* Start Extracted text *

Historian Best Practices: Distilling the Truth

Historians enable deep insight into the behavior of a process at a given point in time, but depending on which member of the automation team you are, you may not know enough about the data you’re capturing or how to optimize its use.

Renee Bassett

Aug. 20, 2012

11 min read

It was the case of the missing product. A full tank of product literally disappeared from its batch tank and supervisors had no idea where it went. Luckily, a data historian was in place. The system had documented all digital and analog measurement and control device values associated with the process, and by examining the data, management could quickly pinpoint when the level in the tank started dropping. Then, they overlaid historic trend data on all the on/off valves around the tank. From this, it was clear that the tank drain valve had been activated on a specific date and time, sending a full tank worth of product down the drain. Referencing separate data for that device at that time, supervisors were able to identify which operator had manually activated the drain valve and caused the product loss.

Enabling such deep insight into the behavior of a process at any given point in time is the purpose of a historian, which is a software application with three main functions: Acquisition of real-time data, storing of real-time data, and access to the data from various other applications for presentation to the end user. Many process plants installed such electronic data recording software when they installed their control system. But, depending on which member of the automation team you are—plant manager, engineer, operator or information technology (IT) specialist—you may not know enough about the data you’re capturing or how to optimize its use.

“Many plant managers know they need a historian, but never see it in use,” says Marc Leroux, global marketing for Collaborative Production Management technology at automation systems vendor ABB (www.abb.com), Columbus, Ohio. “The data is often used by engineers or quality control, but not by management (other than through preconfigured reports). One part of the challenge is that the delivery mechanism, or how management is supposed to interact with the data, is not defined. It needs to be something easy to use, and end user (non-IT) configurable.”

* End Extracted text *

__Given instruction 1__.
Count the lines in the rows that contain the string "blue". Give only the number.

* Start Record extracts *

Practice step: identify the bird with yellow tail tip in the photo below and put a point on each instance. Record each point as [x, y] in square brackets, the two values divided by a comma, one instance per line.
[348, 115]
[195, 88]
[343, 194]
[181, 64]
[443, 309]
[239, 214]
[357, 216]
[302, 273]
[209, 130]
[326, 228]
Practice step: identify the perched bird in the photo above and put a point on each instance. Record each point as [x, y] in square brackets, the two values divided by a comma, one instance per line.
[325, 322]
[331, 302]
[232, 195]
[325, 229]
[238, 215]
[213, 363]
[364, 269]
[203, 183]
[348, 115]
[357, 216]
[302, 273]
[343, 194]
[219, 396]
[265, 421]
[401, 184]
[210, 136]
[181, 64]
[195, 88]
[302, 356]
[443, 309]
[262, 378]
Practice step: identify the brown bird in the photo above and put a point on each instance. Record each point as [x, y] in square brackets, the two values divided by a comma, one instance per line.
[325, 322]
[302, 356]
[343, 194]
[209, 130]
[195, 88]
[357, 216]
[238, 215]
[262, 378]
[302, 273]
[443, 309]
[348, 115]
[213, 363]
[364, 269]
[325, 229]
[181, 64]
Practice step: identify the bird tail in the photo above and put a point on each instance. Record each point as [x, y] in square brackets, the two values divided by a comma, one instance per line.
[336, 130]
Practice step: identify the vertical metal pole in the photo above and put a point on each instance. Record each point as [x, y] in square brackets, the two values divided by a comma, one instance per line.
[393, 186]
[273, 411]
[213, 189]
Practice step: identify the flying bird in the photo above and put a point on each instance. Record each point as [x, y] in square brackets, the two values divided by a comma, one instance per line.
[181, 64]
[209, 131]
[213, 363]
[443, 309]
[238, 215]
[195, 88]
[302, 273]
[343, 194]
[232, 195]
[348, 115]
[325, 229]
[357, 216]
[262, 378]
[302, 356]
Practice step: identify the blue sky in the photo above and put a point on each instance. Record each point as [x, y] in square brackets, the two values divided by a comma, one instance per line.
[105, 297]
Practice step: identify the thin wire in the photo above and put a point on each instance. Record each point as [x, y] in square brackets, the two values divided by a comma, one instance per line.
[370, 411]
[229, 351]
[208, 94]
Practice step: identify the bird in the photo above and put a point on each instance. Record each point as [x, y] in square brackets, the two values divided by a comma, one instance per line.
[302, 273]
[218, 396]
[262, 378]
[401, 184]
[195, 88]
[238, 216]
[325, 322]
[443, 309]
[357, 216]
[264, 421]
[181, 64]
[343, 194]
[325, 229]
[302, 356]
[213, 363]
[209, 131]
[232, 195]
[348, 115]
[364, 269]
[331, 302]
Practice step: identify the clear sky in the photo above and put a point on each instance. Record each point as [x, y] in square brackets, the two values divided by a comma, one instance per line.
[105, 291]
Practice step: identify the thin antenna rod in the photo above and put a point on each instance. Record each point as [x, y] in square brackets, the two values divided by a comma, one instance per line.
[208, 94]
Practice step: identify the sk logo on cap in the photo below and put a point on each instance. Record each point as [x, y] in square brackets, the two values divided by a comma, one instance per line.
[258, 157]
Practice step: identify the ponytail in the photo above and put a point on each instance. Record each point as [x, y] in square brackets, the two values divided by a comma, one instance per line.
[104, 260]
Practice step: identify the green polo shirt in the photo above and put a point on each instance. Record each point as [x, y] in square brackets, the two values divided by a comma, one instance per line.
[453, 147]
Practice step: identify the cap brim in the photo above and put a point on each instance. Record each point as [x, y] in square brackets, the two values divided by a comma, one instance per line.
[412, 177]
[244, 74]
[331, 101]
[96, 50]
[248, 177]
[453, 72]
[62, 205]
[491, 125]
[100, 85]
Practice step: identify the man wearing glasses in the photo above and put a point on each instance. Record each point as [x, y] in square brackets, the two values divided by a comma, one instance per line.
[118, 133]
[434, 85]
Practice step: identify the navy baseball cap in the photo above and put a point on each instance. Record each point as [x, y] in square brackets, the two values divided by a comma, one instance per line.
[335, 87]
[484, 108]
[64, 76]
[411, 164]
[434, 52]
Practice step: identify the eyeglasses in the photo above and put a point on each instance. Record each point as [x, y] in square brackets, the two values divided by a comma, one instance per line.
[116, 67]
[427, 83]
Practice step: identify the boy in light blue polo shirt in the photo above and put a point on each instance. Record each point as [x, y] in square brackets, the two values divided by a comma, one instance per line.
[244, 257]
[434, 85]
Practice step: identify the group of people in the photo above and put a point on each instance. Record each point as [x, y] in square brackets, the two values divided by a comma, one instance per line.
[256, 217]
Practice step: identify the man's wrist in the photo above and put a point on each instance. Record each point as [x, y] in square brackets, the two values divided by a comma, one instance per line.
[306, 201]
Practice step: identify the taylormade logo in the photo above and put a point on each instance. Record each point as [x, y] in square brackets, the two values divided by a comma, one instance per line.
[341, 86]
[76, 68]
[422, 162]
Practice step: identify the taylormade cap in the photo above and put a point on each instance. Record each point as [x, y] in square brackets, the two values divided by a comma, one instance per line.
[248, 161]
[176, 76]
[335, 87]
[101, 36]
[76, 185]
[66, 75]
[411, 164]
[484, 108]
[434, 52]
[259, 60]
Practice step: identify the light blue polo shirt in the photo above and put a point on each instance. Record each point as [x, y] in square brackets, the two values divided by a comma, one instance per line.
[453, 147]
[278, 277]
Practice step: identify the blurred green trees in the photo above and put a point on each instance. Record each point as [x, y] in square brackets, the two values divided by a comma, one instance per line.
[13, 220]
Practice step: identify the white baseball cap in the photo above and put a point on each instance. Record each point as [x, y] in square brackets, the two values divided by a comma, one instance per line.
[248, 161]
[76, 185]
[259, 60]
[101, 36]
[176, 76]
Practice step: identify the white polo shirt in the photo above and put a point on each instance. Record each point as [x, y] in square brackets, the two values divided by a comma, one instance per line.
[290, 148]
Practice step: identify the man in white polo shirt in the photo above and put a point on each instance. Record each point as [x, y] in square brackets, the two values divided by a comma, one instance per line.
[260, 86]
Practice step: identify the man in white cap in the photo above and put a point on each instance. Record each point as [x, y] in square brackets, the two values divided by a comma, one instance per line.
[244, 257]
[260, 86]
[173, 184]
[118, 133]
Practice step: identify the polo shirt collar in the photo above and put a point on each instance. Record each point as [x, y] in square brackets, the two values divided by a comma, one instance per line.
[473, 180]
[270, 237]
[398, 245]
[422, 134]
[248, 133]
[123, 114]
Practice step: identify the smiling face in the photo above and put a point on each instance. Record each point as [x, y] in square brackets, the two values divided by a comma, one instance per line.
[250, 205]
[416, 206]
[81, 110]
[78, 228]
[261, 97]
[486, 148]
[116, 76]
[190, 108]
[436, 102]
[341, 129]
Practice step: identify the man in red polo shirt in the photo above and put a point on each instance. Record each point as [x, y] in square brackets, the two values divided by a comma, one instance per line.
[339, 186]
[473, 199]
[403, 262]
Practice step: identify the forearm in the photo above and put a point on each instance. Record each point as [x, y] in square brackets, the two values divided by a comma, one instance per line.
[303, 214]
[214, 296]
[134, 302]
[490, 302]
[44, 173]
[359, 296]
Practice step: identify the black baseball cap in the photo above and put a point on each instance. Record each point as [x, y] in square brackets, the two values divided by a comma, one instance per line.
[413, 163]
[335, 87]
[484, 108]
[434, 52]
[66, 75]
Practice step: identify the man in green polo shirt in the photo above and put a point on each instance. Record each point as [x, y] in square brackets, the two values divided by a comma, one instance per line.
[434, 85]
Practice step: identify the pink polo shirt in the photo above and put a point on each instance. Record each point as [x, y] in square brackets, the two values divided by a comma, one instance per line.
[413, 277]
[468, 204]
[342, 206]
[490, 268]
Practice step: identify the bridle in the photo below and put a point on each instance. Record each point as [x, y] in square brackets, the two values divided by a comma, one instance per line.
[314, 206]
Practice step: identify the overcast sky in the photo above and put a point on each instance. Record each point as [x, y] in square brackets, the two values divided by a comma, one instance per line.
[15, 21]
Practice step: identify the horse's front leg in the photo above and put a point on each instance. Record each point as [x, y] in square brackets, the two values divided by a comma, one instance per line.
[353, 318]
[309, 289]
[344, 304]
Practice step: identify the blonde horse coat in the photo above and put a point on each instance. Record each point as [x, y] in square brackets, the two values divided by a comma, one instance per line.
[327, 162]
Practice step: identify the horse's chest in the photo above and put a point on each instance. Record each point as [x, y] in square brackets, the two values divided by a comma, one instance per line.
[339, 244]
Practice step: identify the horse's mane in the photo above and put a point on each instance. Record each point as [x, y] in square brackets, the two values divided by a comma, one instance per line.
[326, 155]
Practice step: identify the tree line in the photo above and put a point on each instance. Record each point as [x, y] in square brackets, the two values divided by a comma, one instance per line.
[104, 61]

* End Record extracts *

__Given instruction 2__.
Continue the article on process data historians from its last sentence.

__Exercise answer 1__.
3

__Exercise answer 2__.
Jim Kline, product line manager for Collaborative Production Management technology, says ABB typically sees three types of users of historians:

• Those who buy a historian to use some pre-configured application, such as alarm analysis, overall equipment effectiveness (OEE) or energy management. “In these cases, the historian design and structures are preconfigured to meet the application requirements,” Kline says.

• Those who implement a historian to solve a specific problem, often regulatory. “They collect the information that is needed for compliance, then will often go back to add additional data points when someone asks specific questions,” he says.

• The other type of user collects all data that they can easily configure, and waits until they have a question to answer. The belief is that, no matter what the case, the data is there.

“What we often see, in the latter two cases, is that the data is there, but without context. And data without context is just data,” says Kline.

How much data
To manage real-time process data so it becomes information, you need to know what you have coming in, and what you want to do with it. Colin More, applications engineer with global engineering and construction company M+W Group (formerly Global Automation Partners or GAP, www.mwgroup.net), says, “A historian can acquire different types of data from analog (floating point and integer), discrete (on/off, open/close, 0/1), string information, batch information, alarms and events. Historians need to serve a platform to link disparate, real-time data sources into a single application. The application can of course render the information in the form a trend, but historians can also provide the perfect platform to support applications that create [information] dashboards, compare batches, create reports, and more.”

Systems integrators are often responsible for writing the detailed business intelligence specifications that serve as the foundation for knowing what data to collect and how they intend to use it. “Our applications vary, but in general they are factory floor automation projects in the food, beverage and dairy industries. As we are typically much more experienced in [data collection and use] than our clients, we bring lots of examples from their industry,” says David McCarthy, president and chief executive officer of TriCore, Inc. (www.tricore.com), Racine, Wis. “A dairy will be interested in different things than a soft drink bottler. We bring that perspective to our clients. We are normally installing new historians or upgrading old ones and as a general rule, we historize all analog points, and all critical discrete points.”

200 mbytes/day
Just how much data can you expect to store? The answer is “a lot” and possibly too much or not enough. “Most data is being analyzed every five seconds,” says McCarthy, generalizing about his clients. “Data is logged only on change in value, to prevent the same value being written over and over. This helps greatly with data compression. Still vast amounts of data tend to be logged, typically 2,000 to 5,000 data points at varying intervals. Actual data accumulation ranges from about 70-200 Mbytes/day.”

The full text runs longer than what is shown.